EXTRACTED MATERIAL
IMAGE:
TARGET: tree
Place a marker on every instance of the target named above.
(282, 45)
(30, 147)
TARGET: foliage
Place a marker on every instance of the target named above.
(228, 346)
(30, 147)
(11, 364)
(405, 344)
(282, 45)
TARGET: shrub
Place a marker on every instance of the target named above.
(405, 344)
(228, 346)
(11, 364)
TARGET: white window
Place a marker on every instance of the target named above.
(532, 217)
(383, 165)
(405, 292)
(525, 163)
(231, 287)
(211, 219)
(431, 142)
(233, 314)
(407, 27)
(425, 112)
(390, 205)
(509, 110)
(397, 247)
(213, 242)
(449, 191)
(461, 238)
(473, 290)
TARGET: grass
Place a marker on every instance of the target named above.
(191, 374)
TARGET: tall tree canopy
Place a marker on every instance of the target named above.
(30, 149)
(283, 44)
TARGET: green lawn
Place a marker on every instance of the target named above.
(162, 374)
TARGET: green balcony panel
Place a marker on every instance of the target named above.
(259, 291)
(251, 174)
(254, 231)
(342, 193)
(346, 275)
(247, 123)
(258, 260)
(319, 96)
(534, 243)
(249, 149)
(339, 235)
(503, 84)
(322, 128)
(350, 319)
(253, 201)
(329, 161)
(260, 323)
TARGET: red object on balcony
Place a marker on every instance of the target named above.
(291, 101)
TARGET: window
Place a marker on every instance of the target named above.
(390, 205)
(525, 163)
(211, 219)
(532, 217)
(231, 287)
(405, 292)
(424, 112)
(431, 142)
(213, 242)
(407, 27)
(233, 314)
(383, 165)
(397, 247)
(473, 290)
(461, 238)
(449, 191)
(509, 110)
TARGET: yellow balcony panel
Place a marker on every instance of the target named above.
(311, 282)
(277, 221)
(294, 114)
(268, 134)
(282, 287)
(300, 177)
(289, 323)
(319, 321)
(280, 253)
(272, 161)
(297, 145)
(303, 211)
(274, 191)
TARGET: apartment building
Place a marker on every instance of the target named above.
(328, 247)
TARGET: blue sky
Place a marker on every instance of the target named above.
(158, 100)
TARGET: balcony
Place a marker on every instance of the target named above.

PROBLEM DETAILS
Above this task is a listing. Restate, word for word and with nothing added, the lines from the one with "TARGET: yellow balcony panel" through the one with "TARGET: blue sky".

SOLUTION FOR THIS PROBLEM
TARGET: yellow balcony panel
Place a marker on every instance of the target named above.
(311, 282)
(277, 221)
(294, 114)
(268, 134)
(282, 287)
(300, 177)
(289, 323)
(319, 321)
(280, 253)
(272, 161)
(297, 145)
(303, 211)
(274, 191)
TARGET: apartment building
Place a marker on every instance of the target named above.
(328, 247)
TARGET: blue sky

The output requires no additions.